◆ DIRECTIONS FOR THIS TASK
After locating the line that contains "Provide the exact" in the data below, set down exactly that line and each one after it through the line that contains "box: [653, 68, 682, 95]", and nothing more.

◆ DATA UNDER STUDY
────────

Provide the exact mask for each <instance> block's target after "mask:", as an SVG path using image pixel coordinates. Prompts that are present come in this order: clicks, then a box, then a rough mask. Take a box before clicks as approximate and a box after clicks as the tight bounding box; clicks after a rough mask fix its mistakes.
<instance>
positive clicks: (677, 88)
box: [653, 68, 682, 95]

────────

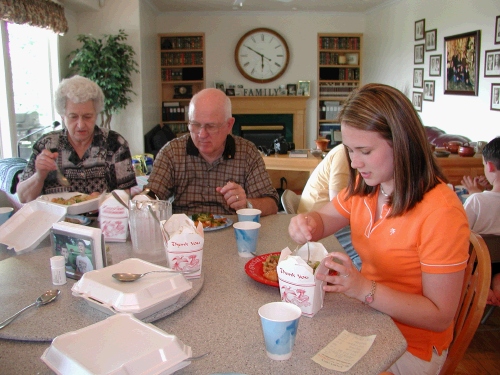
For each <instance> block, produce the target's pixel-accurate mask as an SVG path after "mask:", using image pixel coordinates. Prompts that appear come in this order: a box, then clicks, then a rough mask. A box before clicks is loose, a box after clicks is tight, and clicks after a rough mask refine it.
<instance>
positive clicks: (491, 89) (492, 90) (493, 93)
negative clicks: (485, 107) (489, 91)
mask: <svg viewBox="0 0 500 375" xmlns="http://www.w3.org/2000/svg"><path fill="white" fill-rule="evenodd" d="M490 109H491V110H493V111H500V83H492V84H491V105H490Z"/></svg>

────────

◆ REPLY TO THE EXERCISE
Provide the exact mask for each <instance> block's target after "mask:", as an SVG path using image pixel coordinates. Prompts that are present come in this order: clicks, then a box, then a rough mask. Take a box before clicks as approximate and a box after clicks as the tight bounding box; clicks after a rough mask fix its mistakes.
<instance>
positive clicks: (677, 88)
box: [653, 68, 682, 95]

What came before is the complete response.